An exact, complete copy of the data is all that is needed.

### [EXERCISE DATA]
:::::

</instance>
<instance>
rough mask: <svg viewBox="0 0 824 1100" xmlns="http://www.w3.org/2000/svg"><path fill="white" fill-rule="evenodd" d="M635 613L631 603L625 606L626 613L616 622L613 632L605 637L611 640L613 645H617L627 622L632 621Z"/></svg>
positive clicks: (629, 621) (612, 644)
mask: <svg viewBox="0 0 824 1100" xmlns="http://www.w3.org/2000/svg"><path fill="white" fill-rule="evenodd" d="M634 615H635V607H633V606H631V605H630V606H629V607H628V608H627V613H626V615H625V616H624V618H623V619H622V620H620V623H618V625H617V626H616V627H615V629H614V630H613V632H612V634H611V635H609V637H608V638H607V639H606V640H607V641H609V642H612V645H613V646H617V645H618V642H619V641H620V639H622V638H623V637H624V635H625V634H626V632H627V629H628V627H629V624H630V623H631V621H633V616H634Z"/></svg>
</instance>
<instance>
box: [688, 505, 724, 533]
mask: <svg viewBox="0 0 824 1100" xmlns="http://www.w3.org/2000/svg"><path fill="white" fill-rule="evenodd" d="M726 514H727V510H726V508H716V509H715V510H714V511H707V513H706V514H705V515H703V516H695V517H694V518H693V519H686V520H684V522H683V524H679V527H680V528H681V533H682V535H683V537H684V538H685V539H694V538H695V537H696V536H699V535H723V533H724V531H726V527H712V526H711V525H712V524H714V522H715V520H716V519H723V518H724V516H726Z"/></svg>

:::::

### [TASK ANSWER]
</instance>
<instance>
rough mask: <svg viewBox="0 0 824 1100" xmlns="http://www.w3.org/2000/svg"><path fill="white" fill-rule="evenodd" d="M635 613L631 603L625 606L626 613L616 622L613 632L605 637L611 640L613 645H617L627 622L632 621Z"/></svg>
positive clicks: (629, 621) (612, 644)
mask: <svg viewBox="0 0 824 1100" xmlns="http://www.w3.org/2000/svg"><path fill="white" fill-rule="evenodd" d="M634 615H635V607H633V606H631V605H630V606H629V607H628V608H627V613H626V615H625V616H624V618H623V619H622V620H620V623H618V625H617V626H616V627H615V629H614V630H613V632H612V634H611V635H609V637H608V638H607V639H606V640H607V641H609V642H612V645H613V646H617V645H618V642H619V641H620V639H622V638H623V637H624V635H625V634H626V632H627V629H628V627H629V624H630V623H631V621H633V616H634Z"/></svg>
</instance>
<instance>
box: [688, 505, 724, 533]
mask: <svg viewBox="0 0 824 1100" xmlns="http://www.w3.org/2000/svg"><path fill="white" fill-rule="evenodd" d="M726 514H727V510H726V508H716V509H715V510H714V511H707V513H706V514H705V515H703V516H695V517H694V518H693V519H686V520H684V522H683V524H679V527H680V528H681V533H682V535H683V537H684V538H685V539H694V538H695V537H696V536H699V535H723V533H724V531H726V527H712V526H711V525H712V524H714V522H715V520H716V519H723V518H724V516H726Z"/></svg>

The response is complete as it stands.